TASK DETAILS: Please rewrite the records below with every "flower" changed to "blossom" and nothing else altered, leaving the pictures out of your answer.

SOURCE RECORDS:

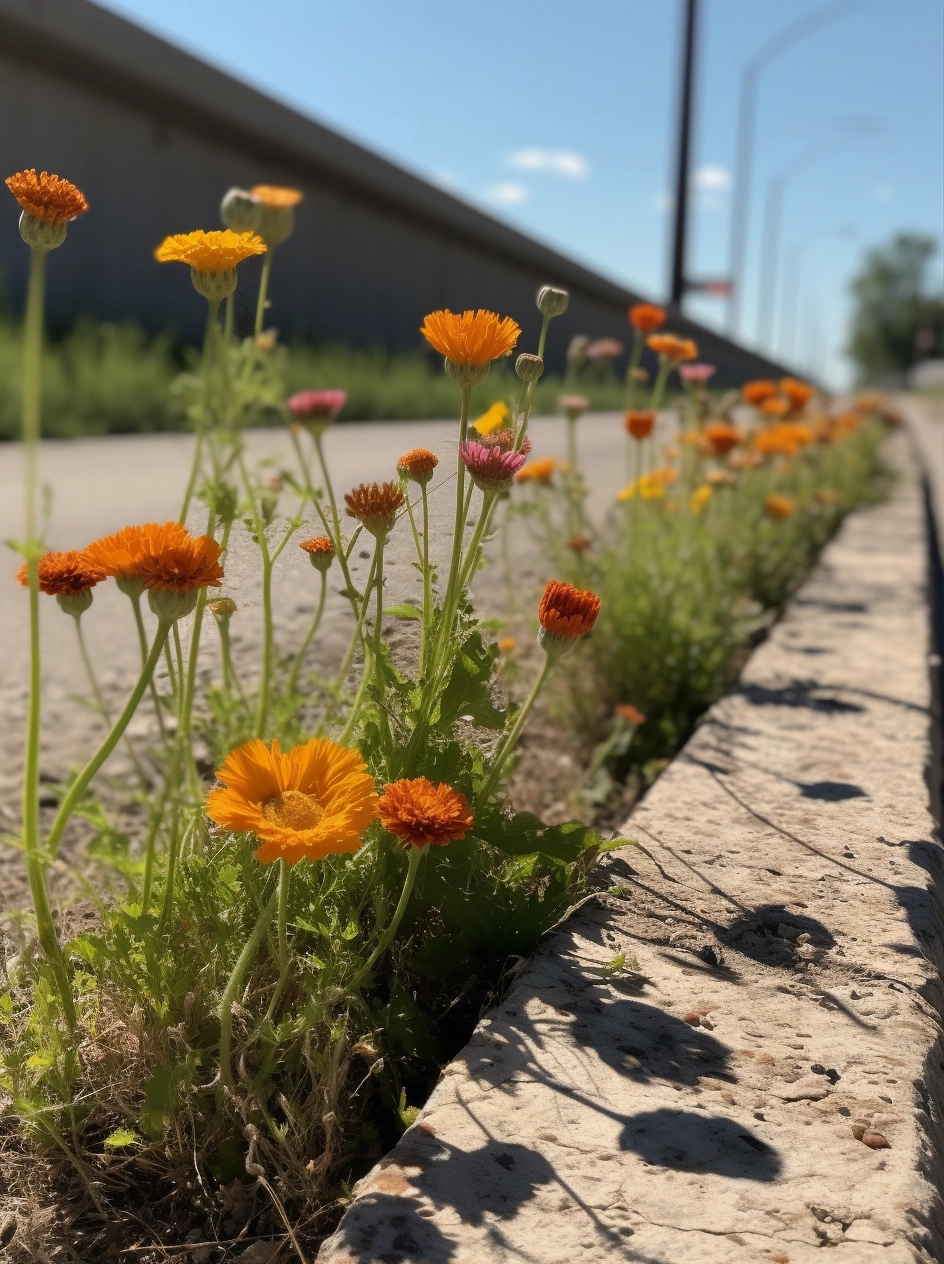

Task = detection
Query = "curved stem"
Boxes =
[220,884,282,1088]
[45,619,171,857]
[349,844,423,992]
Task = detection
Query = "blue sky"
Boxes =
[94,0,944,383]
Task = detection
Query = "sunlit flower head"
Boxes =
[397,447,440,487]
[16,549,107,597]
[378,777,475,847]
[514,456,561,483]
[4,167,88,224]
[763,492,796,522]
[627,303,666,334]
[473,399,512,435]
[623,408,656,441]
[154,229,265,272]
[741,378,777,404]
[249,185,305,207]
[537,579,600,648]
[206,737,377,865]
[344,483,404,538]
[420,308,521,368]
[701,421,743,456]
[584,337,624,360]
[459,442,527,492]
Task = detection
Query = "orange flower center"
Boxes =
[263,790,325,830]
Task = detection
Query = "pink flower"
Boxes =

FINAL ANSWER:
Task = detection
Query = "curved stem"
Boxes =
[220,884,282,1088]
[45,619,171,857]
[349,844,423,992]
Task = detection
Query = "blue sky"
Boxes =
[94,0,944,383]
Task = detection
Query = "sunlit blossom head"
Boxes =
[397,447,440,487]
[16,549,107,597]
[378,777,475,847]
[514,456,561,483]
[4,167,88,224]
[763,492,796,522]
[627,303,666,334]
[473,399,512,435]
[623,408,656,441]
[154,229,265,272]
[741,378,777,404]
[249,185,305,207]
[537,579,600,648]
[206,737,377,865]
[344,483,404,538]
[420,308,521,368]
[701,421,743,456]
[584,337,624,360]
[459,442,527,492]
Task = detection
Query = "orange blossom center"
Boxes =
[263,790,325,830]
Task = detection
Query = "pink blossom"
Boxes =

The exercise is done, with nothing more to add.